Reproduce the stretch of entries below from the line containing "Our designer has requested the exact region of the stone lantern" through the line containing "325;267;355;339", word for word and including both of those lines, and nothing else.

[Records from a data source]
------
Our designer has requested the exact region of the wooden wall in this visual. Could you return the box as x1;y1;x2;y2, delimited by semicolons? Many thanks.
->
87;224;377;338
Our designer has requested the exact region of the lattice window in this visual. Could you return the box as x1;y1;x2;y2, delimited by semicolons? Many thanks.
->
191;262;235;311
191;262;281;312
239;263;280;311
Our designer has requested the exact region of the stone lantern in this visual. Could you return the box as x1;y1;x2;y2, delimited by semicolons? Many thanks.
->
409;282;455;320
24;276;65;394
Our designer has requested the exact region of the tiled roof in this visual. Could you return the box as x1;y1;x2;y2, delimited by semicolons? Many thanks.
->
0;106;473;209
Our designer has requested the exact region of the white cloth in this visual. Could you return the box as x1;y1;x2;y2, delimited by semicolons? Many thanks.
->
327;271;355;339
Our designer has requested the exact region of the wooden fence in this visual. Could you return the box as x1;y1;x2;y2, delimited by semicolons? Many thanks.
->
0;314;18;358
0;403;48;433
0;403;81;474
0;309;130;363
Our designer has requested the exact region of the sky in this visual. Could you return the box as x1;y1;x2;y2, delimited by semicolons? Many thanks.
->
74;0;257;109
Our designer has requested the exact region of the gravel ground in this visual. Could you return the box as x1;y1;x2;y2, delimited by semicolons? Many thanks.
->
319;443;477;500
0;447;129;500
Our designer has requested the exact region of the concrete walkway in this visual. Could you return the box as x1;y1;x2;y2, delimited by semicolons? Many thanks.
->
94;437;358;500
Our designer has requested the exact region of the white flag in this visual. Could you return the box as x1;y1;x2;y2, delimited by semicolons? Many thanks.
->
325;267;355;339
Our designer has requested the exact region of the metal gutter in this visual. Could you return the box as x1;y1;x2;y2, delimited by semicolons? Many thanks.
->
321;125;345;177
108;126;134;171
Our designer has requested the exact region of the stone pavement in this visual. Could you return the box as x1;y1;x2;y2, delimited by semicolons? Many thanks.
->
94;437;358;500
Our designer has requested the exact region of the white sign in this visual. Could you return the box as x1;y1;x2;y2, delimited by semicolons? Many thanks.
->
------
• _Complete response_:
Our designer has requested the exact region of the stone lantern in this visual. Could you return the box as x1;y1;x2;y2, delimited by semicolons? Many thanks.
->
409;282;455;320
24;276;65;394
Our designer has requested the exact region of the tiled roof in this visual. Could you return the box as x1;y1;x2;y2, delimited by semicolons? Many thanks.
->
0;106;473;209
Our designer has requested the exact region of the white cloth in this visual. Could you return the box as x1;y1;x2;y2, delimited by semicolons? Many thanks.
->
327;271;355;339
Our designer has requested the exact region of the wooden fence in this visual. Could you return the box as x1;y1;x2;y2, delimited by semicolons? Many thanks.
->
0;314;18;358
0;403;48;433
0;403;81;474
0;309;130;363
Our designer has requested the exact region of the sky in this visual. Could you return the box as x1;y1;x2;y2, delimited by semicolons? Many thanks.
->
74;0;257;109
Our designer has requested the exact region of the gravel ground in this visual. Could you return the box as x1;y1;x2;y2, delimited by semicolons? Many thanks.
->
319;443;477;500
0;447;129;500
Our designer has requested the exact region of the concrete walkway in this visual. Could you return the box as x1;y1;x2;y2, delimited by semicolons? Many thanks.
->
94;437;358;500
Our designer has requested the exact region of the white flag in this visual. Could you return the box as x1;y1;x2;y2, delimited by semicolons? Many thanks.
->
325;267;355;339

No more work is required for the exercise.